*DATA TO PROCESS*:
+++

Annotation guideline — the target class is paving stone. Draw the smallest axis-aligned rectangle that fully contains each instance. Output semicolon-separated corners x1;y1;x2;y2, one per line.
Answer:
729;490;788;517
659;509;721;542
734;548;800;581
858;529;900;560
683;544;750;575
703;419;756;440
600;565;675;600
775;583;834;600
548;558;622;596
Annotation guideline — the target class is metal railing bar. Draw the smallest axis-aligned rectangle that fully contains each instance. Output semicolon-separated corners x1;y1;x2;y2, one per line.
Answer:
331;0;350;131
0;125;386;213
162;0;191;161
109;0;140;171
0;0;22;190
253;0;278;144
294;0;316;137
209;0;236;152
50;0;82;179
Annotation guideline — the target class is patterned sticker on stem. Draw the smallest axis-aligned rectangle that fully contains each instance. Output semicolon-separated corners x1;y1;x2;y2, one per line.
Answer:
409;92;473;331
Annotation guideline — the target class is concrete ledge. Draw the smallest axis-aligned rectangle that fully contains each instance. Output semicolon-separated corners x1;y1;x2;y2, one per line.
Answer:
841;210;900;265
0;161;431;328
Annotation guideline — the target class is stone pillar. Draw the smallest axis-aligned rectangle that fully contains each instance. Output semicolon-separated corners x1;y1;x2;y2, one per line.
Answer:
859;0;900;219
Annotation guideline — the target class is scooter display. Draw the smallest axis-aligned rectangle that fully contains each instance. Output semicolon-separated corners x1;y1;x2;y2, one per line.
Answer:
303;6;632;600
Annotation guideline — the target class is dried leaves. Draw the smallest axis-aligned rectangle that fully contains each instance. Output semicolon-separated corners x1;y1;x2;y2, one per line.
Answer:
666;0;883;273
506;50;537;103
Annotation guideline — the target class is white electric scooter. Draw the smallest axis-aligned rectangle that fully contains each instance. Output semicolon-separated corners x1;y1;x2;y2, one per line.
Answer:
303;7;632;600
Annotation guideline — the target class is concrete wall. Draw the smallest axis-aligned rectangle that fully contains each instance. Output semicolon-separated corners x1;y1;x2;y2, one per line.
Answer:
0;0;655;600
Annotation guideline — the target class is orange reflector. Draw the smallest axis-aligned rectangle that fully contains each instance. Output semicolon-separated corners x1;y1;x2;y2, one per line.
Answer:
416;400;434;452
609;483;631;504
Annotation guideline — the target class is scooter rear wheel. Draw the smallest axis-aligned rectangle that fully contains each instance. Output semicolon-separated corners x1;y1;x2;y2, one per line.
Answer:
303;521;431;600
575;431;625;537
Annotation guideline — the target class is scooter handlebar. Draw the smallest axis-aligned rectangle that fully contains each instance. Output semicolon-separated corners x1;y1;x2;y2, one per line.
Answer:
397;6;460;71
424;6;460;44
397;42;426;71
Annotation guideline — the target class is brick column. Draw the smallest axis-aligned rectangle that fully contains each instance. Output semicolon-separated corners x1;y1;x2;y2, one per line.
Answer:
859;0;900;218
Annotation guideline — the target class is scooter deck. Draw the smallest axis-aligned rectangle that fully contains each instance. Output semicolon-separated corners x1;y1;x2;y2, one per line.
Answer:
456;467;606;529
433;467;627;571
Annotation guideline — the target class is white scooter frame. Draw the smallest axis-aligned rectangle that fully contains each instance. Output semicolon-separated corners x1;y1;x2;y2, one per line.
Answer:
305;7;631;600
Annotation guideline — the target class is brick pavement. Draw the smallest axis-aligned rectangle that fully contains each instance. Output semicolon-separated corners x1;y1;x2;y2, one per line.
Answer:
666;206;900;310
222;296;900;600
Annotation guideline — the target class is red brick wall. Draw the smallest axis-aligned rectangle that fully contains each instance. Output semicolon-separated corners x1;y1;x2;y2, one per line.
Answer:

+++

*YOUR TASK*: Could you copy every one of the records above word for word, leaving nothing out?

*OUTPUT FOR THIS EXERCISE*:
Annotation guideline — the target class is paving stone. Draw the smallest axis-aligned rectangle that fully contains each instance. Output semicolon-separated corners x1;y1;x2;y2, one per line.
Answer:
729;490;788;517
659;509;721;542
734;548;800;581
858;529;900;560
683;544;750;575
703;419;756;440
600;565;675;600
775;583;834;600
548;558;622;596
Annotation guideline — the target class is metal railing bar. Draw the smallest axis-aligned rectangle that fully contains each instance. Output semicolon-separated corners x1;y1;x2;y2, one per line.
Answer:
331;0;350;131
0;125;386;213
162;0;191;161
109;0;140;171
0;0;22;190
253;0;278;144
294;0;316;137
209;0;236;152
50;0;82;179
Annotation guideline — the target class is patterned sticker on stem. Draw the smallest axis-aligned rectangle that fully contains each instance. Output semicolon-separated corners x1;y1;x2;y2, one per line.
Answer:
409;92;473;331
Annotation guideline — the target class is concrete ledge. Draw the smallest axis-aligned rectangle that fully contains each instance. Output semicolon-separated corners x1;y1;x2;y2, one per line.
Answer:
841;210;900;265
0;161;431;328
Annotation guideline — the target class is stone pillar. Draw the smallest axis-aligned rectangle that fully contains each instance. Output semicolon-separated corners x1;y1;x2;y2, one per line.
Answer:
859;0;900;219
Annotation guideline — the target class is scooter display. Draw the smallest axis-aligned rectangle that fully contains each instance. Output semicolon-separated corners x1;y1;x2;y2, one per line.
Answer:
303;6;632;600
Annotation guideline — the target class is dried leaves. Draw the smallest axis-aligned rectangle that fully contains each instance. Output semicolon-separated corners x1;y1;x2;y2, one per line.
Answer:
666;0;883;273
506;50;537;103
Annotation guideline — the target class is white electric scooter. Draw the smallest axis-aligned rectangle that fully contains each instance. Output semicolon-separated corners x1;y1;x2;y2, one per line.
Answer:
303;7;632;600
Annotation guideline — the target class is concrete wall. Draw the smallest axis-aligned rectangle that fully contains each instance. Output semicolon-separated corners x1;y1;x2;y2, one per line.
Answer:
0;0;655;600
Annotation guideline — the target class is orange reflector. Draw the smallest axis-aligned rectangle that fully contains each instance. Output semicolon-separated corners x1;y1;x2;y2, one per line.
Answer:
416;400;434;452
609;483;631;504
Annotation guideline — the target class is scooter rear wheel. Draw the smallest axis-aligned rectangle that fully contains each instance. Output semicolon-separated corners x1;y1;x2;y2, one per line.
Answer:
303;521;431;600
575;431;625;537
Annotation guideline — the target class is scooter handlebar. Draw the smallest axis-aligned rectangle that fully contains each instance. Output semicolon-separated corners x1;y1;x2;y2, one per line.
Answer:
397;6;460;71
424;6;460;44
397;42;426;71
Annotation guideline — the target class is brick column. Draw the smallest axis-aligned rectangle that fully contains each instance. Output semicolon-separated corners x1;y1;x2;y2, one per line.
Answer:
859;0;900;218
Annotation guideline — the target class is scooter deck. Draw the smallest axis-aligned rectangle that fully contains each instance. Output semicolon-separated corners x1;y1;x2;y2, one per line.
Answer:
456;467;606;529
433;467;627;571
Annotation guideline — the target class is white scooter frame. Draw the smallest axis-aligned rectangle that fully contains each instance. Output semicolon-separated corners x1;y1;x2;y2, one per line.
Answer:
305;7;631;600
Annotation guideline — the target class is brick pavement. Draw the smallest axis-aligned rectangle that fully contains each instance. Output semicolon-separated corners x1;y1;x2;y2, one per line.
Answer:
666;206;900;310
222;296;900;600
Annotation guideline — the target class is red brick wall. Draw the smallest axis-aligned rectangle that fully contains each instance. Output semicolon-separated corners x1;y1;x2;y2, one per line.
Answer:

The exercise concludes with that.